◆ **Pointing and labeling entries**:
====

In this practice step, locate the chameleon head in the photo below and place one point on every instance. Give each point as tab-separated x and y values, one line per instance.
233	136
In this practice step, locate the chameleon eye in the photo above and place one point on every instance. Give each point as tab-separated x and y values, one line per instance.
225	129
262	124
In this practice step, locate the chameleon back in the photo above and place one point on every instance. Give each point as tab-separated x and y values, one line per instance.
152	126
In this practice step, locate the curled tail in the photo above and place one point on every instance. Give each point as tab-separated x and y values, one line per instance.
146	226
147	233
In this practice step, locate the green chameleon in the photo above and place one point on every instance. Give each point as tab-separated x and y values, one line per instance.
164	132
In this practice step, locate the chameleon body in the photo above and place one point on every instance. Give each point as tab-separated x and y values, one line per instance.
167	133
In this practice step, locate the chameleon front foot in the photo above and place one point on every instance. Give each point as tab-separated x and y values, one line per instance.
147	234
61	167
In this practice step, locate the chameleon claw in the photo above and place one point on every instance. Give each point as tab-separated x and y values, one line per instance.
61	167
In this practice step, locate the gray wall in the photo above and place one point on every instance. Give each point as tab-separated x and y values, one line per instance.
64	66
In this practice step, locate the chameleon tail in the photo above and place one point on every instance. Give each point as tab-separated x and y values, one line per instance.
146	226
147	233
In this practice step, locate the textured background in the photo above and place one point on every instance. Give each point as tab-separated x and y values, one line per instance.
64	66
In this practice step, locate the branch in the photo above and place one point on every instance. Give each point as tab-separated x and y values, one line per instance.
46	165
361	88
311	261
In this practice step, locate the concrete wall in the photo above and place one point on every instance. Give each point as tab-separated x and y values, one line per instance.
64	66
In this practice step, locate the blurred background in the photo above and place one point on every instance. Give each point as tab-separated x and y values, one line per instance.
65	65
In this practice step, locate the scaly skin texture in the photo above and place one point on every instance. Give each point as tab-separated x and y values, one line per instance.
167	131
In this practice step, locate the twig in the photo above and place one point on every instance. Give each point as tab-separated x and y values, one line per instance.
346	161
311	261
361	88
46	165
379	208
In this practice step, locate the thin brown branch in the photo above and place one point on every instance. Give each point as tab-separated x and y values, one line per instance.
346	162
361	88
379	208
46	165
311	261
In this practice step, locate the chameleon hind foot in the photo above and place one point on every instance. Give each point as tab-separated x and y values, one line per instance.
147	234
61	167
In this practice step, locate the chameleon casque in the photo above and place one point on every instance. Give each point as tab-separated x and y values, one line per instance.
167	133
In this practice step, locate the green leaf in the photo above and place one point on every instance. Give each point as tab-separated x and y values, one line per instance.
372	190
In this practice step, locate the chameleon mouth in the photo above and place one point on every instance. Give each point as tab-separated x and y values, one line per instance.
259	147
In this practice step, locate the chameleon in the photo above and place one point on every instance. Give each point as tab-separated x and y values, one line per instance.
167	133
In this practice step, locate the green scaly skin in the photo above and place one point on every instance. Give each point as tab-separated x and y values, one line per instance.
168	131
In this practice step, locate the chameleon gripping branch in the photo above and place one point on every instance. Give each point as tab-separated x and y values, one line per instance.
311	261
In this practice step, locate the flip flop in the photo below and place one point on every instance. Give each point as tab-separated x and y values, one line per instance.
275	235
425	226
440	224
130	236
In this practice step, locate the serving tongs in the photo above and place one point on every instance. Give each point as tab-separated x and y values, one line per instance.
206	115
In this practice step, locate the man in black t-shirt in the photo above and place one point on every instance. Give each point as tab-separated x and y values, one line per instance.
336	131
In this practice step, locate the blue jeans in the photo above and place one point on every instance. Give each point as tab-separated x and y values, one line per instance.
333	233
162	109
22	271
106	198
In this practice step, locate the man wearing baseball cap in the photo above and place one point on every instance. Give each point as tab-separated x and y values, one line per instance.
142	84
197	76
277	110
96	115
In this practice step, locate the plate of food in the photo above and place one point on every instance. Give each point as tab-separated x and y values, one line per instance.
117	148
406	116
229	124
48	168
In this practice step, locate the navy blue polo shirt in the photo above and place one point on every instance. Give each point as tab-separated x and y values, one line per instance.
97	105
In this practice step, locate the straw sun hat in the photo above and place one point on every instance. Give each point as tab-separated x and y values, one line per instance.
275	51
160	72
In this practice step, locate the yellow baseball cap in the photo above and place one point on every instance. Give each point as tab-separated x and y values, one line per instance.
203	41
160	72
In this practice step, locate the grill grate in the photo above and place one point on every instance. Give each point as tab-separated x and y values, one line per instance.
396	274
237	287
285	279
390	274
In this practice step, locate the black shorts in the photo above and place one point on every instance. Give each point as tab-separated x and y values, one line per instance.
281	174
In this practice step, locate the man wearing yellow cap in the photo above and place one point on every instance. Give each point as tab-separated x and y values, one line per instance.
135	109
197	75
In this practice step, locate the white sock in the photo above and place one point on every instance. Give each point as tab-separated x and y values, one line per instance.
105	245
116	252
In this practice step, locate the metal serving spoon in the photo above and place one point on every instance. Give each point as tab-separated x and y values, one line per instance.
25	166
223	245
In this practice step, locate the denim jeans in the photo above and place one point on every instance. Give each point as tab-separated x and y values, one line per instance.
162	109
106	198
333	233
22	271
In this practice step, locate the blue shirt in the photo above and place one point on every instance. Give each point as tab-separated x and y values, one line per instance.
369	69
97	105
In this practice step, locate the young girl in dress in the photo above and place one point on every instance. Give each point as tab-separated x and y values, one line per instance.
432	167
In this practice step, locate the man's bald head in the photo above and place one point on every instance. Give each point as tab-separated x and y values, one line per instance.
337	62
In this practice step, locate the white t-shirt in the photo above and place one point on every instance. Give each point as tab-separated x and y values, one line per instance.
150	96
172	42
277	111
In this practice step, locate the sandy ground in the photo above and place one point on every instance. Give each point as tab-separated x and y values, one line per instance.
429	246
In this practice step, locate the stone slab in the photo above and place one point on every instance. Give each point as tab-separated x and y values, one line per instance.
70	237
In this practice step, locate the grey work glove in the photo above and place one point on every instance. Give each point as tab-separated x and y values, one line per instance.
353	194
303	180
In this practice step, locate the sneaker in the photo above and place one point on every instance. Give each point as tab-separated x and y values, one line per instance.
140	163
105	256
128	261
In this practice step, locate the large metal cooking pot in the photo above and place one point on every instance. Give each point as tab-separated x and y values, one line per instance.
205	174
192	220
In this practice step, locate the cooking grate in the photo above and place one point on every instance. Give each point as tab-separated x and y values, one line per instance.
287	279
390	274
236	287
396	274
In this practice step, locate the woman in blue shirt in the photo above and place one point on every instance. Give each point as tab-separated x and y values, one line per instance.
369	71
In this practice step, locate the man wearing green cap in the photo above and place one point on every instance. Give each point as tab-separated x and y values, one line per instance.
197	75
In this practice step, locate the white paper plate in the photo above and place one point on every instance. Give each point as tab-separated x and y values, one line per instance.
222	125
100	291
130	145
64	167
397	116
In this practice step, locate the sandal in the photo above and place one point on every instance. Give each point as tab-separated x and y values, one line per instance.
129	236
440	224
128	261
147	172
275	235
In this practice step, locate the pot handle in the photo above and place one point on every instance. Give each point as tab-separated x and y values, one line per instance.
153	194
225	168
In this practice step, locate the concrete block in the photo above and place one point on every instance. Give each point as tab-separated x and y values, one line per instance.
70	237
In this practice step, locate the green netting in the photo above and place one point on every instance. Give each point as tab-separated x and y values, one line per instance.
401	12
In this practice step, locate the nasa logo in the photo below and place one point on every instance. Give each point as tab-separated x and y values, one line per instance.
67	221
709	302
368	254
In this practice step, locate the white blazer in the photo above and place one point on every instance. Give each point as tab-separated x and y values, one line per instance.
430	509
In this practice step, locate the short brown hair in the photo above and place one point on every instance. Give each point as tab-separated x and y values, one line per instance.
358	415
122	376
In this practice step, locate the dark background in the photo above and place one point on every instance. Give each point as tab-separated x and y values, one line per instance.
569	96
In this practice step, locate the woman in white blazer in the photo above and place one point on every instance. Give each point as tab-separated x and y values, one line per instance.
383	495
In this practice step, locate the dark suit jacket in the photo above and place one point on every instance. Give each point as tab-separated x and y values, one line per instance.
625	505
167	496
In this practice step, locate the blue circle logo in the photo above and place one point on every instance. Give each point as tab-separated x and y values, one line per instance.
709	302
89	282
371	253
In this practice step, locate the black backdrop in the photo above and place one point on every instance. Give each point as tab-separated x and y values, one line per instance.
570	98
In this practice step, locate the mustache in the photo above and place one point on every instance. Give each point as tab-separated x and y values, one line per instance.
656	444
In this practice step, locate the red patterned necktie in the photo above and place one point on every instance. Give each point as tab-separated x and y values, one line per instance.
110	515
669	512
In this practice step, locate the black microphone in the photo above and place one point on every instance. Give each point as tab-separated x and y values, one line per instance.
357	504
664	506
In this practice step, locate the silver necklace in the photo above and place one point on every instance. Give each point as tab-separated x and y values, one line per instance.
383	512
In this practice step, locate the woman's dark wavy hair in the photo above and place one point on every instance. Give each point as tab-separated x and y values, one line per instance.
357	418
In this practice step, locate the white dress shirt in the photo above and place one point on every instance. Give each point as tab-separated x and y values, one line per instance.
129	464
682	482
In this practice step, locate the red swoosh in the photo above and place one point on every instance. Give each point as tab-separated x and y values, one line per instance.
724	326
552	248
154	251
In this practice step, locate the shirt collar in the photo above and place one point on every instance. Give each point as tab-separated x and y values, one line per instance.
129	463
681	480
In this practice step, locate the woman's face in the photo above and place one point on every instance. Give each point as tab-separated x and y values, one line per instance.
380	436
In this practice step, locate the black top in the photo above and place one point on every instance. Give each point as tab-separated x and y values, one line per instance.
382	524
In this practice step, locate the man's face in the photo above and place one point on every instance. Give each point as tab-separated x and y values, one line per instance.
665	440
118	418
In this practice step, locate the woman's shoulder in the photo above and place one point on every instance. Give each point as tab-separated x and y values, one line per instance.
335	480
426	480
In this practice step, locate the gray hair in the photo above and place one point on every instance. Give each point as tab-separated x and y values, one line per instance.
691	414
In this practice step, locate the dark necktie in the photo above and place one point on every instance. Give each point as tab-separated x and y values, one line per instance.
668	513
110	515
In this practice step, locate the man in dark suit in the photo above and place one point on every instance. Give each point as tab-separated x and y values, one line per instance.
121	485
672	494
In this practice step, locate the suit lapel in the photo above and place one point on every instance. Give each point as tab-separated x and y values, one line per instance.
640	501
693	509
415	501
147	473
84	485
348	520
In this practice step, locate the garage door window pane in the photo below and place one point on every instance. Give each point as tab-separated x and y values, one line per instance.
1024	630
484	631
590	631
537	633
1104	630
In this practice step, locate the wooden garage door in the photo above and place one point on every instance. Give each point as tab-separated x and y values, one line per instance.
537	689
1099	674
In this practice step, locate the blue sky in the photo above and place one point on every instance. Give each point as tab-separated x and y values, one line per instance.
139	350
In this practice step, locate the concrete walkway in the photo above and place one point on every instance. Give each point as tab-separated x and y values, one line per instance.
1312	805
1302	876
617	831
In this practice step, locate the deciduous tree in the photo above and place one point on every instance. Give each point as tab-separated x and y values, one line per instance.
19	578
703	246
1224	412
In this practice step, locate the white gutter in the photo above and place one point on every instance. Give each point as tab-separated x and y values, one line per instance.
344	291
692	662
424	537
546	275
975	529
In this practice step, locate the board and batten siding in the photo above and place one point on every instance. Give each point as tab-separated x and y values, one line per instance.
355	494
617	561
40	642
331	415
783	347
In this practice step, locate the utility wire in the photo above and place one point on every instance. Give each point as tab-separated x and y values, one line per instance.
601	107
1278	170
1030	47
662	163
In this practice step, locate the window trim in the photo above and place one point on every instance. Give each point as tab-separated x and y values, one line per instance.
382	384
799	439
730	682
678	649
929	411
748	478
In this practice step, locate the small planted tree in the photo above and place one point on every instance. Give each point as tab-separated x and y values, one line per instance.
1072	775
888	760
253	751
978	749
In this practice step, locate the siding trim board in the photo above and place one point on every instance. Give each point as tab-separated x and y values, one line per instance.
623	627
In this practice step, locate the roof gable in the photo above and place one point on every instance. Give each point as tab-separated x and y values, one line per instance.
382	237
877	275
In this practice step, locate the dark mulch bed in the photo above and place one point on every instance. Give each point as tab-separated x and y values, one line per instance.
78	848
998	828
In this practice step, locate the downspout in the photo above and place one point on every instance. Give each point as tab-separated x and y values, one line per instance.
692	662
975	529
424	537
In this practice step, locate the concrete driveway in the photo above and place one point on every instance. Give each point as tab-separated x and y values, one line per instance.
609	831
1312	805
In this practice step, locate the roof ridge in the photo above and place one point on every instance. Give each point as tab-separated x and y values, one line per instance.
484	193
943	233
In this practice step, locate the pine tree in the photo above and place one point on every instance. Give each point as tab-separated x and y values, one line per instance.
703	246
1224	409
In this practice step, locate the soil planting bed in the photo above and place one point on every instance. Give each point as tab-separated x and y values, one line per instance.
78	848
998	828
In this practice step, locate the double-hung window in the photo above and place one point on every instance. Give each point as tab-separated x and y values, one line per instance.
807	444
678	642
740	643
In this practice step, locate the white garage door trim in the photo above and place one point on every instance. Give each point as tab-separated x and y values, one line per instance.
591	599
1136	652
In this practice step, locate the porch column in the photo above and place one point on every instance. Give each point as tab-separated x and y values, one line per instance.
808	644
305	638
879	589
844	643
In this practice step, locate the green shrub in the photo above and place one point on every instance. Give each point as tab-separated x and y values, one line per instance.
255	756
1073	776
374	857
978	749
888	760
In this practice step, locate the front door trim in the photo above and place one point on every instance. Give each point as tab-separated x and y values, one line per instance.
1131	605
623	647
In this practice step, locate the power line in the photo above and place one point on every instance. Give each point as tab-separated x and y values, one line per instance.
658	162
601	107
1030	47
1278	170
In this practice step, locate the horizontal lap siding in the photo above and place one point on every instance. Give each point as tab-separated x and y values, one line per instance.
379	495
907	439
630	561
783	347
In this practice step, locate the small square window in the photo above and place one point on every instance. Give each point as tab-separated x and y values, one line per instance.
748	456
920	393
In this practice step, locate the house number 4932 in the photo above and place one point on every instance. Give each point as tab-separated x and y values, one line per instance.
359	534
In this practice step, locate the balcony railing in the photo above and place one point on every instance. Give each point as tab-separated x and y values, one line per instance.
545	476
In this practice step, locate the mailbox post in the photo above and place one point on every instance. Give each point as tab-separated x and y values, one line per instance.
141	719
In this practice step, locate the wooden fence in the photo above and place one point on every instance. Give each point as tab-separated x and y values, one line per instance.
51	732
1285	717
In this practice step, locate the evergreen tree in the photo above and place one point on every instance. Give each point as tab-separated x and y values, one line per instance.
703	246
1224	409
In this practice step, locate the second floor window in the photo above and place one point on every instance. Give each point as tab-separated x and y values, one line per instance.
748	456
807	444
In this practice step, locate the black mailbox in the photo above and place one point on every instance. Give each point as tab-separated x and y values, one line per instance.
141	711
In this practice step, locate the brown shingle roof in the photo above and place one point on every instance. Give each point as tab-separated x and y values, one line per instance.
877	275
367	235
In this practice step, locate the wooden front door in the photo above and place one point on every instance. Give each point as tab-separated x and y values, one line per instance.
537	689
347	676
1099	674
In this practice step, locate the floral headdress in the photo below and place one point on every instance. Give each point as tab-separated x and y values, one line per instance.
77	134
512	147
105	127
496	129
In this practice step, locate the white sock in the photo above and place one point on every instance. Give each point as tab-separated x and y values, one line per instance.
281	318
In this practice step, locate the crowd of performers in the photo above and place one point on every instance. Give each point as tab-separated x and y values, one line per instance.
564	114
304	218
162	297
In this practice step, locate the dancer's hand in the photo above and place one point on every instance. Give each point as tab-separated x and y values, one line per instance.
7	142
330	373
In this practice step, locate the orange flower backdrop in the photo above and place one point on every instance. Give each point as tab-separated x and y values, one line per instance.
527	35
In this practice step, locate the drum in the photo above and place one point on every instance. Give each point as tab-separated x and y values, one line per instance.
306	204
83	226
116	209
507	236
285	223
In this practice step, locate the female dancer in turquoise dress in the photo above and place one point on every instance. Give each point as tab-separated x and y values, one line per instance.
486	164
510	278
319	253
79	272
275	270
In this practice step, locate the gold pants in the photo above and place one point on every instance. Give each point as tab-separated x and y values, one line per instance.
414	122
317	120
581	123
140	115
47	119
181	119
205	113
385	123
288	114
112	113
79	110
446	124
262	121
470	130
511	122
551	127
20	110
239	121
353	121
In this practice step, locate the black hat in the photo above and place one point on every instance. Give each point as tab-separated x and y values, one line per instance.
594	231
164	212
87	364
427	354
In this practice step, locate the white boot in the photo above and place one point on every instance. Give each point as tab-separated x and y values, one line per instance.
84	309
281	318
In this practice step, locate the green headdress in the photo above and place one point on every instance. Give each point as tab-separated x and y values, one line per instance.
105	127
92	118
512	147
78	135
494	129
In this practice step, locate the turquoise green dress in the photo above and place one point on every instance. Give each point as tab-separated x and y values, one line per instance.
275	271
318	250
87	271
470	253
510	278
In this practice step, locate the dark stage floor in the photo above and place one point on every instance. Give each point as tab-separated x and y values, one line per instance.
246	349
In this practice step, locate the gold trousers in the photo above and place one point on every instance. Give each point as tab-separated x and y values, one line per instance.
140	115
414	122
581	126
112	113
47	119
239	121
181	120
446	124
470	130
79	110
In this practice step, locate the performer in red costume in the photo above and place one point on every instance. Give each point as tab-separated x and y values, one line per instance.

====

◆ **Task to complete**:
Repeat word for word each line from the one with "In this practice step, locate the white boot" to the end of the records above, inclusive.

◆ **Answer to the exercise**:
In this practice step, locate the white boot in the photo above and place one point on every instance. Give each point as tab-separated x and y values, one line per instance.
84	309
281	318
In this practice step, locate the green headdress in the photo above and place one point on every instance. Give each point as tab-separated x and y values, one line per instance.
105	127
92	118
512	147
78	135
494	129
In this practice step, locate the turquoise green dress in the photo above and place one point on every instance. Give each point as tab-separated x and y values, one line per instance.
275	271
318	250
87	271
470	253
510	278
In this practice step, locate the dark stage floor in the photo above and place one point on every instance. Give each point as tab-separated x and y values, one line per instance.
246	349
In this practice step, locate the gold trousers in the photo above and place one point on every instance. Give each point as tab-separated x and y values, one line per instance.
140	115
414	122
581	126
112	113
47	119
239	121
181	120
446	124
470	130
79	110
In this practice step, locate the performer in red costume in the photo above and place one point on every instance. Give each point as tab-separated x and y values, one line per instance.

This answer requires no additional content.